— START OF Input for this task —

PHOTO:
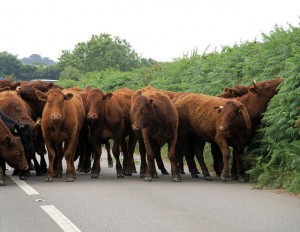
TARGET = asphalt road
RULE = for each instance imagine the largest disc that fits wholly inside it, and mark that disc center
(130, 204)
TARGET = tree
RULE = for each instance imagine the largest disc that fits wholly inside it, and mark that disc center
(9, 64)
(102, 52)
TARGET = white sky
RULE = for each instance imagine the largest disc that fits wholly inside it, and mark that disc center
(158, 29)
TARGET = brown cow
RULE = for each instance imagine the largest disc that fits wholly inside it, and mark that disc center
(236, 91)
(197, 114)
(256, 102)
(11, 152)
(84, 150)
(16, 108)
(154, 117)
(106, 121)
(62, 120)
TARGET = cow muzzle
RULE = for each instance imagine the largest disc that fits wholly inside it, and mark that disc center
(91, 116)
(223, 128)
(56, 116)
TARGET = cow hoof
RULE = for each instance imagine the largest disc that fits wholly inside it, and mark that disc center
(58, 175)
(208, 178)
(223, 178)
(155, 175)
(48, 179)
(23, 177)
(120, 175)
(176, 179)
(128, 173)
(110, 165)
(164, 172)
(242, 179)
(142, 175)
(40, 173)
(95, 175)
(148, 179)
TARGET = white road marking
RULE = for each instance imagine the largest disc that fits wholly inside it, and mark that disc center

— END OF Input for this task —

§ Problem requirements
Format every line of the rows above as a JSON list of strings, one string per line, skipping blank lines and leaving out the pictures.

§ Correct response
[
  "PHOTO:",
  "TARGET = asphalt road",
  "RULE = for each instance imagine the largest disc that fits wholly inside it, and mark that disc center",
  "(130, 204)",
  "TARGET = tree",
  "RULE = for each instance imagine the largest disc that fits wholly inside it, and mark that disc center",
  "(9, 64)",
  "(102, 52)",
  "TARGET = white sky",
  "RULE = for each instance imagine the largest disc that fits wholly inside it, and mark that disc center",
  "(158, 29)",
  "TARGET = brown cow",
  "RULE = for each instance imagine the largest disc that fits wholly inside it, and mark that disc center",
  "(236, 91)",
  "(197, 114)",
  "(256, 102)",
  "(11, 152)",
  "(84, 150)",
  "(16, 108)",
  "(154, 117)",
  "(106, 121)",
  "(62, 120)",
  "TARGET = cow muzzle",
  "RULE = for each instance imagine the largest disc that fits wholly inside it, and mark that disc center",
  "(91, 116)",
  "(223, 128)",
  "(56, 116)",
  "TARGET = cow hoof",
  "RULE = for each instance imagine the largest disc that fits wholly inside it, and mark that disc center",
  "(58, 175)",
  "(208, 178)",
  "(223, 178)",
  "(155, 175)",
  "(48, 179)",
  "(23, 177)",
  "(120, 175)",
  "(176, 179)",
  "(128, 173)",
  "(110, 165)",
  "(164, 172)",
  "(242, 179)",
  "(142, 175)",
  "(40, 173)",
  "(95, 175)",
  "(148, 179)",
  "TARGET = white road marking",
  "RULE = for each instance imagine the largest disc that fits wholly inside it, and mark that disc center"
]